>> BEGIN

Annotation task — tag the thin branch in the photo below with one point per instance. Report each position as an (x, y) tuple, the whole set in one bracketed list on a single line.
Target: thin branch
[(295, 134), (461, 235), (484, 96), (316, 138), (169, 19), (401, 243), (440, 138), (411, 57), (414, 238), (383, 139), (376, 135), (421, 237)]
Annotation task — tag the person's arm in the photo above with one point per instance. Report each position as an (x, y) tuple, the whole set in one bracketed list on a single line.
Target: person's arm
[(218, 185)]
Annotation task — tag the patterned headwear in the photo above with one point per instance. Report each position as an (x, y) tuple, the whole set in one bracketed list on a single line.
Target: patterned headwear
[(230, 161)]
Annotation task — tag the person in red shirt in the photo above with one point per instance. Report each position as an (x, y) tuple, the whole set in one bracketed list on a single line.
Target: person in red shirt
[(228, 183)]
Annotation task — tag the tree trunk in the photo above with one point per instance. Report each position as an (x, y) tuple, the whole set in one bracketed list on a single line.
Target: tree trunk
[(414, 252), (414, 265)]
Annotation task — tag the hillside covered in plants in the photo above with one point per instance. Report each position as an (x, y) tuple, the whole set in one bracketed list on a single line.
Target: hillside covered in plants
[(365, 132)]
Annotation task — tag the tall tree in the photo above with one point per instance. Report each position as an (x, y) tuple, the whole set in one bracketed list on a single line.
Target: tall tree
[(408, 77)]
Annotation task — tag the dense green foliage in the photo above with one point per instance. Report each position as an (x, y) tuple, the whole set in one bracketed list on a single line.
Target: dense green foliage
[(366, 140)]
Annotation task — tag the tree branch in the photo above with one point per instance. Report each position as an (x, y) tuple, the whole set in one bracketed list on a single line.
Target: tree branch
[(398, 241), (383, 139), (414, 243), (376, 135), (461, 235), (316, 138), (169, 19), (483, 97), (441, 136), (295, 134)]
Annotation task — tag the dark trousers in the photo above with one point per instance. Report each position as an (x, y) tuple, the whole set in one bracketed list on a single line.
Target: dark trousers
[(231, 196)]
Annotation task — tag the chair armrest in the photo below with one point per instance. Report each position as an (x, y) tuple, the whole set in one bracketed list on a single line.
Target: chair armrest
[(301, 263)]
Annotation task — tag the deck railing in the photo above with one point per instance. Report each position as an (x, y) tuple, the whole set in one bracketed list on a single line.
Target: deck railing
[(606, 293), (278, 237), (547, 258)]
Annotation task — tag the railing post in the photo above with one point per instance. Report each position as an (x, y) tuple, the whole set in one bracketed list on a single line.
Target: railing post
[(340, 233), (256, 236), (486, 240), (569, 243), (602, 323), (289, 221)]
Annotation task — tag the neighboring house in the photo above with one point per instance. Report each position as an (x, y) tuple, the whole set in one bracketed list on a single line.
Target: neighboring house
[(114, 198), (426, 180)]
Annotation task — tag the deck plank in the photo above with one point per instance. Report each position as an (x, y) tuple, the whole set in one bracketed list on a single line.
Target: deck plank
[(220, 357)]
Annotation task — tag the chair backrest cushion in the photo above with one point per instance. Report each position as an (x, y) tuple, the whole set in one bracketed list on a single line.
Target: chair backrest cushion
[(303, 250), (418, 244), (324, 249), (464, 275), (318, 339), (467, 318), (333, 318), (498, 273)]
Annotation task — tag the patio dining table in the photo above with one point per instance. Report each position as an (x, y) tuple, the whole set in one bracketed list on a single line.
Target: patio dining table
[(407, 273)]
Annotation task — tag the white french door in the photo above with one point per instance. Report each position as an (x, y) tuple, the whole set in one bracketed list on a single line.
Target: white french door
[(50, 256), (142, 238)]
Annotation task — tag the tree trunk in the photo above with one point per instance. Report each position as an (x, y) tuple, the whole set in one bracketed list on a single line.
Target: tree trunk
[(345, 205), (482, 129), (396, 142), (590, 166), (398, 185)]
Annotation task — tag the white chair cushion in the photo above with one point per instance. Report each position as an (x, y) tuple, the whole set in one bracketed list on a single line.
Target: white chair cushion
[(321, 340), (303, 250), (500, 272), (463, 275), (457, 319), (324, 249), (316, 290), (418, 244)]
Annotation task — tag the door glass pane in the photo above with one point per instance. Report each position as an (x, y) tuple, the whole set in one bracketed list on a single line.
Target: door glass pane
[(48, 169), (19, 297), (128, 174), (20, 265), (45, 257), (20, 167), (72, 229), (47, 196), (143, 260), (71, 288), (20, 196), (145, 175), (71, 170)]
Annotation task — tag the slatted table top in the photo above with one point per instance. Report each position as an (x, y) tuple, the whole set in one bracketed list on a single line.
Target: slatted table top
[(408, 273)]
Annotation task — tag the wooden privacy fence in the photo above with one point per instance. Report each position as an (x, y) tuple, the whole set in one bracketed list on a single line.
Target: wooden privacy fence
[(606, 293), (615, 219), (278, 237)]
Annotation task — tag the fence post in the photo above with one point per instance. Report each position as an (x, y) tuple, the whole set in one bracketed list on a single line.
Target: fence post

>> END

▶ _Work to do_:
Rewrite all of the material above as a numbered list, dropping any blank lines.

▶ _Complete response_:
1. Annotation task — tag the thin branch in the photo below with one point per instance. Report each position as an (x, y) tuple, the whole set in one bracketed list on a single line.
2. Target: thin branch
3. [(295, 134), (461, 235), (484, 96), (316, 138), (169, 19), (401, 243), (440, 138), (411, 57), (414, 238), (383, 139), (376, 135), (421, 237)]
4. Annotation task — tag the person's arm in the photo above with one point per instance. Report each position as an (x, y) tuple, the whole set in one bracketed list on a single line.
5. Target: person's arm
6. [(218, 185)]
7. Annotation task — tag the patterned headwear in the photo above with one point per instance. Report each position as an (x, y) tuple, the whole set in one bracketed list on a single line.
8. Target: patterned headwear
9. [(230, 161)]
10. Annotation task — tag the person in red shirt in the photo above with one point per instance. Report each position as an (x, y) tuple, the whole set in one bracketed list on a single line.
11. Target: person in red shirt
12. [(228, 183)]
13. Annotation task — tag the tree trunk in the photo above with one point per instance. Report each position as an (x, y) tuple, the whole set in one bracketed list on a single line.
14. Target: tree trunk
15. [(414, 252), (414, 265)]
16. Annotation task — tag the hillside covered in plants in the photo above with one point per instance. Report each position as an (x, y) tuple, the whole set in one bracketed list on a single line.
17. Target: hillside covered in plants
18. [(365, 132)]
19. Annotation task — tag the tall tree in the photo above with one point per instance. Report each position as an (x, y) tuple, the whole set in one bracketed list on a single line.
20. Target: tall tree
21. [(408, 77)]
22. Annotation task — tag the dense green foliage in the photo above with one point per instance. Report each position as an (x, y) tuple, the whole set in one bracketed list on a single line.
23. Target: dense green foliage
24. [(366, 140)]
25. Annotation task — tag the tree branch in the photo above with one point per instance. Report each position as an (x, y) tuple, the whole set in one bracketed list on a single line.
26. Target: tree branch
27. [(398, 241), (383, 139), (414, 243), (376, 135), (461, 235), (316, 138), (169, 19), (483, 97), (441, 136), (295, 134)]
28. Annotation task — tag the dark trousers in the photo above with one point per instance. Report each position as an (x, y) tuple, the whole set in one bracketed list on a single line.
29. Target: dark trousers
30. [(231, 196)]
31. Annotation task — tag the chair armrest in the photo below with one point per instance. Report each position as an (x, y) tuple, the whole set in one bracketed list on a single line.
32. Target: chair armrest
33. [(301, 263)]
34. Annotation task — tag the deck railing in the photo above with one point per instance. Report each position as an (x, y) tuple, the whole set in one bracketed list on a single line.
35. Target: deck railing
36. [(606, 293), (278, 237), (547, 258)]
37. Annotation task — tag the railing post in the photo above with one point per instance. Report each position as an (x, y) tuple, the whole set in one bracketed list on a single line.
38. Target: railing post
39. [(340, 233), (256, 236), (486, 240), (569, 243), (602, 323), (289, 221)]
40. Annotation task — tag the neighboring house in the photo above with one point per instance. Report each position as an (x, y) tuple, the whole set in one bracketed list on a single line.
41. Target: neighboring house
42. [(114, 198), (426, 180)]
43. Annotation task — tag the deck plank in the photo above with one point per instance. Report each position as an (x, y) tuple, the whole set in one bracketed list on a single line.
44. Target: deck plank
45. [(220, 357)]
46. Annotation task — tag the chair backrest cushion in the photo above with one point per instance. Report each position as an (x, y) tuple, the whole set in one bracketed list on a single line.
47. Target: chair backrest cushion
48. [(303, 250), (418, 244), (324, 249), (464, 275), (318, 339), (467, 318), (333, 318), (498, 273)]
49. Annotation task — tag the patio dining table in the photo above with one point per instance. Report each position as an (x, y) tuple, the whole set in one bracketed list on a single line.
50. Target: patio dining table
51. [(407, 273)]
52. Annotation task — tag the white french door in the photo above with one point per instance. Report each position as an (x, y) tuple, the whole set in one bracketed list on a single line.
53. Target: white french door
54. [(50, 256), (142, 238)]
55. Annotation task — tag the tree trunk in the photo above with one point per instance. Report each position as an (x, y) tuple, the whole set in one bracketed list on a single line.
56. Target: tree trunk
57. [(345, 205), (482, 129), (396, 142), (590, 166), (398, 185)]
58. Annotation task — tag the white chair cushion in the photo above with one point per instance. Report each position as an (x, y) tuple, the whole set in one bracketed list on a single line.
59. Target: white chair cushion
60. [(321, 340), (303, 250), (500, 272), (463, 275), (457, 319), (324, 249), (316, 290), (418, 244)]
61. Annotation task — tag the door glass pane in the photo above with one point per instance. Report each position as an (x, y) tuple, the whole set in one bracketed list on a single line.
62. Target: door glass pane
63. [(48, 169), (19, 297), (128, 174), (20, 265), (45, 257), (20, 167), (72, 229), (47, 196), (143, 260), (71, 288), (20, 196), (145, 175), (71, 170)]
64. Annotation task — tag the slatted table top in the photo above with one point per instance. Report each position as an (x, y) tuple, the whole set in one bracketed list on a single line.
65. Target: slatted table top
66. [(408, 273)]
67. Annotation task — tag the wooden privacy fence in the photo above with one point per instance. Report each position as an (x, y) tuple, the whole set in one bracketed list on a single line.
68. Target: wooden privacy fence
69. [(606, 293), (615, 219), (278, 237)]
70. Annotation task — tag the fence post in the photo above with one point per instance. Report each position as an (x, y) tuple, the whole set in one bracketed list on a single line.
71. Target: fence post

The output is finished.